### WHAT IS ASKED
Return all entries precisely as they stand, without the images.

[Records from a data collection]
################

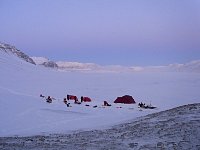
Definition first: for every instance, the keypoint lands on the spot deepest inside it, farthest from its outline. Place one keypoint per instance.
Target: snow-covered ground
(174, 129)
(24, 113)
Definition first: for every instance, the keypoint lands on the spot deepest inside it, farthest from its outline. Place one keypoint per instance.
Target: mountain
(45, 62)
(13, 50)
(193, 66)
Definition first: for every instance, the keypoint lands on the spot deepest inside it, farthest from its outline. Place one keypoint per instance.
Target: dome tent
(126, 99)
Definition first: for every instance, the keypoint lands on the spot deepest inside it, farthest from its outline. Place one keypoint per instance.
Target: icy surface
(24, 113)
(178, 128)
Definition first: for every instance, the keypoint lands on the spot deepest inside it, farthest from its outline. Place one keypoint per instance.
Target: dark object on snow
(65, 100)
(105, 103)
(85, 99)
(126, 99)
(142, 105)
(49, 100)
(77, 102)
(42, 96)
(72, 97)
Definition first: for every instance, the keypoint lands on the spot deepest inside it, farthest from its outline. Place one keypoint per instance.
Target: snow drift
(23, 112)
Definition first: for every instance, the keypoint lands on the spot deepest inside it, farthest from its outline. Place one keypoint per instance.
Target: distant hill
(13, 50)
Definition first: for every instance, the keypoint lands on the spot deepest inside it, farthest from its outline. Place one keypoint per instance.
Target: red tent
(126, 99)
(85, 99)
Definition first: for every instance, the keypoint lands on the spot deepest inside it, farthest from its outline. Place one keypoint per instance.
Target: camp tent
(126, 99)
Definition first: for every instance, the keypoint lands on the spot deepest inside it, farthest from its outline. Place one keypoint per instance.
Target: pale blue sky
(106, 32)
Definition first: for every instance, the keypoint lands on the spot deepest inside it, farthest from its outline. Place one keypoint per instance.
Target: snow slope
(176, 129)
(23, 112)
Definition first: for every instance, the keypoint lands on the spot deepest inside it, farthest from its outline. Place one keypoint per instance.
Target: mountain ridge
(192, 66)
(13, 50)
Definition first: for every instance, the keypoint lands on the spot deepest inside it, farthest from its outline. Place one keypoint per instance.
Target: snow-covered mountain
(13, 50)
(45, 62)
(27, 121)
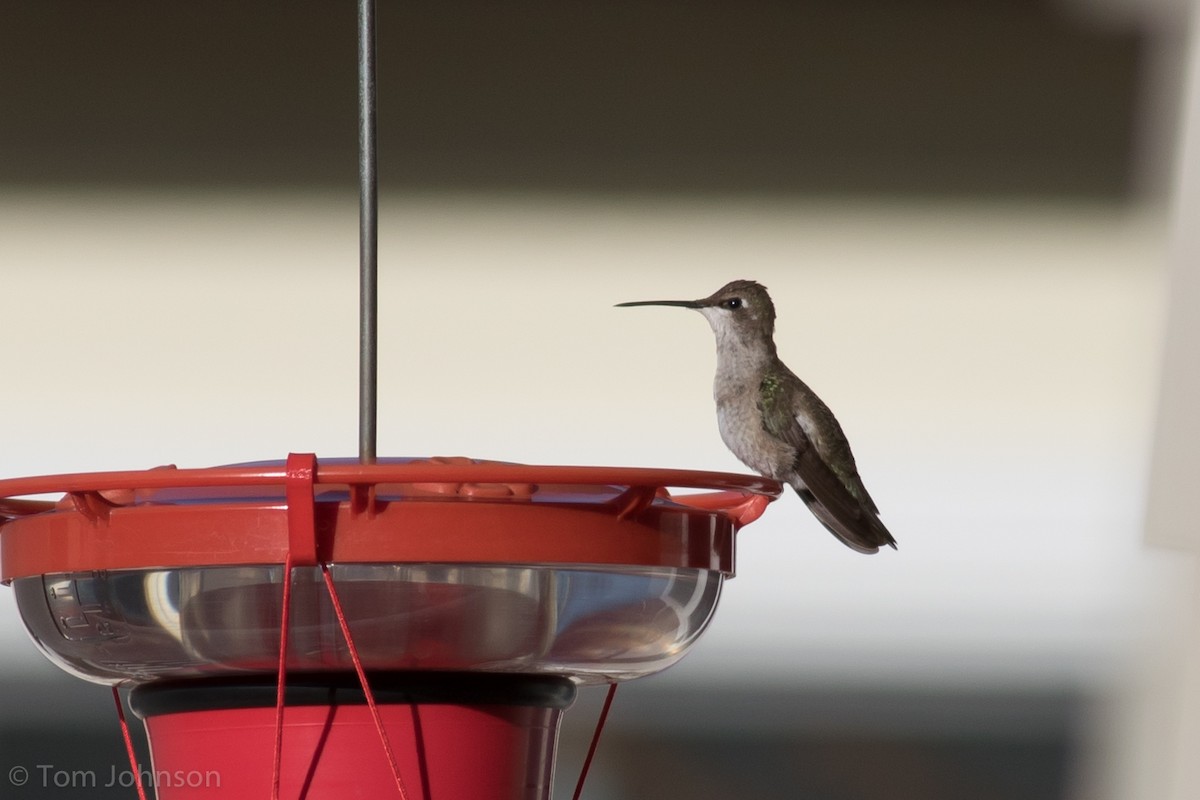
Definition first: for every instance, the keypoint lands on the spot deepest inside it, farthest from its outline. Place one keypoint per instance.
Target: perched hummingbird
(774, 423)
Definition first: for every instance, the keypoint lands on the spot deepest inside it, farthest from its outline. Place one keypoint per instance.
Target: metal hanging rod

################

### IN RESPONSE
Definition first: for every instance, the keypoint lands on the spot deepest inside it, farthest from its outline. Place one keypoint per instance.
Target: snow-covered ground
(174, 129)
(24, 113)
Definition first: for every instance, the keypoint lands on the spot deepest inside it, farthest from its outline. Place one keypoint per instance.
Target: mountain
(45, 62)
(13, 50)
(193, 66)
Definition first: for every instance, the keypoint lands on the spot deepest inside it, farthest from its outline. Place one keypoint per instance.
Target: dome tent
(126, 99)
Definition first: for every instance, the keypoint lands on the spot deepest inside it, farthest from its outline. Place one keypoint per instance.
Target: icy surface
(24, 113)
(178, 128)
Definition first: for every instance, the keypoint lands on the spot deepest inside it, farthest from its outline. Place one keypoint per instance.
Target: dark object on snow
(65, 100)
(105, 103)
(85, 99)
(126, 99)
(142, 105)
(49, 100)
(77, 102)
(42, 96)
(72, 97)
Definition first: for every instance, the keypoint lands on the spot deepest inside it, farthest from its outline. Place one keypoint per instance.
Target: snow drift
(23, 112)
Definition first: for every instance, the keypoint lands on the spot deepest inside it, farthest from its outline. Place one keypoint per instance.
Target: distant hill
(13, 50)
Definition first: for every instance, the keypoint lands on the spot deepest inside it, farthest from its outline. Place one keypoint per instance.
Target: red tent
(126, 99)
(85, 99)
Definition first: for every instance, the keypoint lands on the spot deepest inside it, farthest from its outline. Place one keypoint per instance.
Target: camp tent
(126, 99)
Definition first: for every instance, the keypoint lands on the spot deepest inside it, farthest from its outline. Place one keypoint per instance.
Target: pale blue sky
(106, 32)
Definition first: for every instance, the keypoint lands on the spot deepest inside it, farthest from its outline. Place one keypoint per instance.
Target: snow slope
(176, 129)
(23, 112)
Definition first: for every instance, the keypoint lands on the spot deepest inside it, farthest from its outline. Place one keypoint per instance.
Target: mountain ridge
(192, 66)
(13, 50)
Definition first: for every instance, the keypoint lands on the spot deepest inside it, farthest from its outline. Place one keypoint per instance.
Target: snow-covered mountain
(13, 50)
(45, 62)
(27, 121)
Definition first: for every instance, the keypoint lands on the spot deepest inside it, farthest from its outline. Place one keypoint per instance.
Target: perched hummingbird
(774, 423)
Definition first: for every instance, the keypoint lands on the spot deepest inside it, farthest from its outline. Place one keypoint per instance.
Target: metal hanging rod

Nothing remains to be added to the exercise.